*Excerpts of pointing data*:

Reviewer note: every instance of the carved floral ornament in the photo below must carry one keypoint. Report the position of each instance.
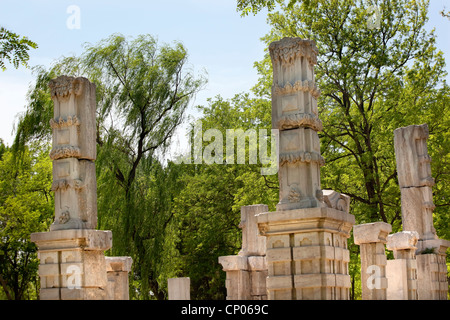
(297, 120)
(301, 156)
(62, 123)
(64, 184)
(63, 86)
(62, 152)
(288, 49)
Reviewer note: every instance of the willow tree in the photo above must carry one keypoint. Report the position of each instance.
(378, 69)
(143, 90)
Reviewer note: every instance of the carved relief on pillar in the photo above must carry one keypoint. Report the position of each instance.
(73, 123)
(413, 161)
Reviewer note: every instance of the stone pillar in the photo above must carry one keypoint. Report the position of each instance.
(72, 261)
(247, 272)
(416, 182)
(432, 283)
(117, 269)
(179, 288)
(402, 272)
(307, 255)
(371, 238)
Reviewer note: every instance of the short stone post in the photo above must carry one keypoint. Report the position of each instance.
(432, 283)
(117, 269)
(72, 261)
(371, 238)
(402, 272)
(246, 272)
(179, 288)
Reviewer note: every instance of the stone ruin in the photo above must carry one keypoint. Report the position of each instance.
(72, 260)
(306, 237)
(306, 253)
(298, 252)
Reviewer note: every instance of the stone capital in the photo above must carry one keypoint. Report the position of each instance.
(402, 240)
(371, 232)
(288, 49)
(118, 264)
(230, 263)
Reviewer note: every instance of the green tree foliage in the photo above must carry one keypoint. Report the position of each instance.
(206, 212)
(373, 80)
(14, 49)
(26, 206)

*What is required*: Only the lines from the one that contains "Reviewer note: every instance of the stone ruin" through the last line should be repeated, each exactly as it stands, with both ends included.

*Exercise solution*:
Reviewer note: every instance of the stone ruin in the photo above must carry one keypoint. Report the position of each instance.
(72, 260)
(306, 237)
(306, 253)
(298, 252)
Reviewer note: every instance of the stone capital in the photo above must carry one keypoint. Report the position of each instance.
(402, 240)
(371, 232)
(288, 49)
(118, 264)
(230, 263)
Reviewer note: every instance of the green tree foliage in the photo above must carry one keypoint. Report the position of each instance.
(206, 212)
(373, 80)
(14, 49)
(26, 206)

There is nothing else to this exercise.